On September 29, 2022, the Financial Crimes Enforcement Network (“FinCEN”) issued final regulations (the “Final Rule”) implementing the comprehensive beneficial ownership reporting requirements of the Corporate Transparency Act (“CTA”)1, a critical part of the Anti-Money Laundering Act of 2020 (the “AMLA”).

The AMLA and CTA provisions are intended to prevent bad actors from using shell companies and complex corporate structures to facilitate and disguise their illicit activity. The Final Rule seeks to achieve the CTA’s goal of addressing weaknesses in the existing patchwork of state laws regarding the collection and maintenance of beneficial ownership information by establishing a clear federal standard for the collection of this information, and by requiring FinCEN to create and maintain a non-public registry to store that information. The Biden Administration has recently emphasized efforts to combat global corruption; that new focus goes hand-in-hand with the US Treasury Department’s acknowledgement for the need to limit the misuse of legal entities by building a beneficial ownership registry, consistent with efforts of the Financial Action Task Force (“FATF”)2 and G7 and G20 leaders to curb the ability of criminal enterprises to hide behind anonymous shell companies.

While the Final Rule tweaked some of the proposed rules outlined in FinCEN’s December 7, 2021 Notice of Proposed Rulemaking (“NPRM”) (such as by extending reporting deadlines and reducing the reporting requirements for “company applicants”), the Final Rule largely retains the overall framework and requirements proposed in the NPRM. Among other provisions, as discussed below in more detail, the Final Rule defines who qualifies as a beneficial owner—those exercising “substantial control” and those with a 25% “ownership interest”—and amends the existing Customer Due Diligence (“CDD”) Rule.

-*-

WHAT THIS TASK INVOLVES: Reproduce the passage on FinCEN's beneficial ownership Final Rule word for word, from its first sentence to its last.

MATERIAL SUPPLIED:
-*-

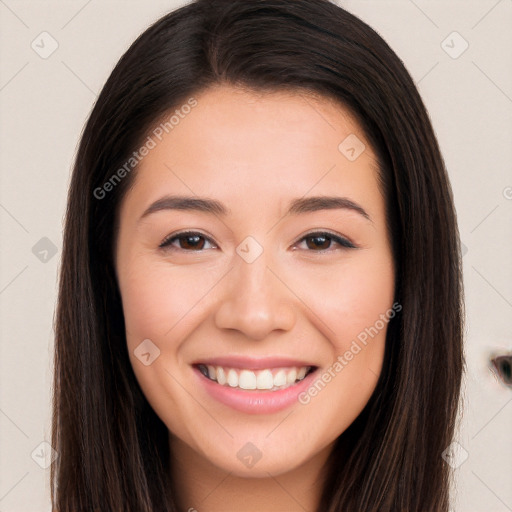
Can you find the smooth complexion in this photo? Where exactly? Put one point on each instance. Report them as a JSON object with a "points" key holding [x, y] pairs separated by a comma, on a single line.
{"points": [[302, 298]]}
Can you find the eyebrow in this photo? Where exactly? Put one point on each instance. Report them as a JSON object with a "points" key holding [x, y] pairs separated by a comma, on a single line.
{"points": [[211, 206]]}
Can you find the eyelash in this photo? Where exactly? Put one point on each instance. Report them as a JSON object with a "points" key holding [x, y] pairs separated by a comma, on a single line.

-*-

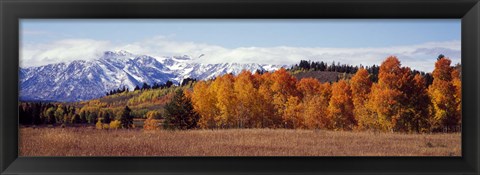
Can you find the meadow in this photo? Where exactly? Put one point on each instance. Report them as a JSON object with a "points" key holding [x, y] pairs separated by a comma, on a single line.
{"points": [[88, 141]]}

-*-

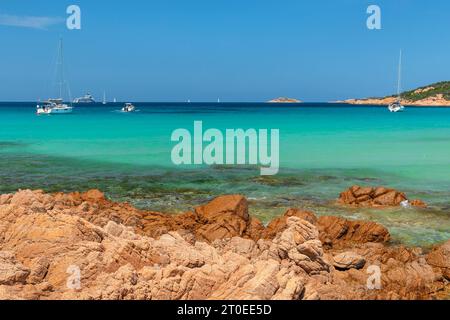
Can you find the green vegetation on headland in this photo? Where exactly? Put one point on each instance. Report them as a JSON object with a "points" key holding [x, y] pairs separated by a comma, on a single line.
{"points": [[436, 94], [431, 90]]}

-*-

TASK RESPONSE:
On September 29, 2022, the Financial Crimes Enforcement Network (“FinCEN”) issued final regulations (the “Final Rule”) implementing the comprehensive beneficial ownership reporting requirements of the Corporate Transparency Act (“CTA”)1, a critical part of the Anti-Money Laundering Act of 2020 (the “AMLA”).

The AMLA and CTA provisions are intended to prevent bad actors from using shell companies and complex corporate structures to facilitate and disguise their illicit activity. The Final Rule seeks to achieve the CTA’s goal of addressing weaknesses in the existing patchwork of state laws regarding the collection and maintenance of beneficial ownership information by establishing a clear federal standard for the collection of this information, and by requiring FinCEN to create and maintain a non-public registry to store that information. The Biden Administration has recently emphasized efforts to combat global corruption; that new focus goes hand-in-hand with the US Treasury Department’s acknowledgement for the need to limit the misuse of legal entities by building a beneficial ownership registry, consistent with efforts of the Financial Action Task Force (“FATF”)2 and G7 and G20 leaders to curb the ability of criminal enterprises to hide behind anonymous shell companies.

While the Final Rule tweaked some of the proposed rules outlined in FinCEN’s December 7, 2021 Notice of Proposed Rulemaking (“NPRM”) (such as by extending reporting deadlines and reducing the reporting requirements for “company applicants”), the Final Rule largely retains the overall framework and requirements proposed in the NPRM. Among other provisions, as discussed below in more detail, the Final Rule defines who qualifies as a beneficial owner—those exercising “substantial control” and those with a 25% “ownership interest”—and amends the existing Customer Due Diligence (“CDD”) Rule.